BEGIN Record set

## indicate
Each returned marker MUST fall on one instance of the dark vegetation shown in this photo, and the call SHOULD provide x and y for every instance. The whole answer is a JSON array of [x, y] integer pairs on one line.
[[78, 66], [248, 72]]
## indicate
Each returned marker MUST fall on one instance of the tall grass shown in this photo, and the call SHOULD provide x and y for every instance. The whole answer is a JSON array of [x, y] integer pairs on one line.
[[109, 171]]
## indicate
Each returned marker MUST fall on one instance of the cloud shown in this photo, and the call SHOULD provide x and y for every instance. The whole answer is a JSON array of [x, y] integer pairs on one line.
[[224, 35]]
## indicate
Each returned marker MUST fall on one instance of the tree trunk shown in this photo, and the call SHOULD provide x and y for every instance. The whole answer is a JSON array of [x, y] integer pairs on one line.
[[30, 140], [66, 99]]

END Record set

== Task brief ==
Produce an exact copy of every entry above.

== Reply ==
## indicate
Each returned marker MUST fall on one instance of the dark vegetation shown in this photo, and the call SHOULD provide x and y for every instance. The whole answer is a JSON array of [x, y] integer pairs on one line.
[[78, 66], [248, 72]]
## indicate
Each returned marker MUST fall on one instance of the tall grass shown in this photo, and the call SHOULD provide x and y for every instance. The whole answer is a JSON array of [x, y] integer pairs on one line.
[[109, 171]]
## indicate
Each returned marker MUST fall on one instance of the cloud shown in this photo, and the call SHOULD provide x and y for every instance. The whole answer is a JSON array of [x, y] integer pairs on one line.
[[224, 35]]
## indicate
Each returned marker MUST fall on one instance of the tree trunk shown in this photo, and the call SHOULD provide x and y for every instance. The whole answer is a JSON array of [x, y] integer pairs on one line.
[[30, 140], [66, 99]]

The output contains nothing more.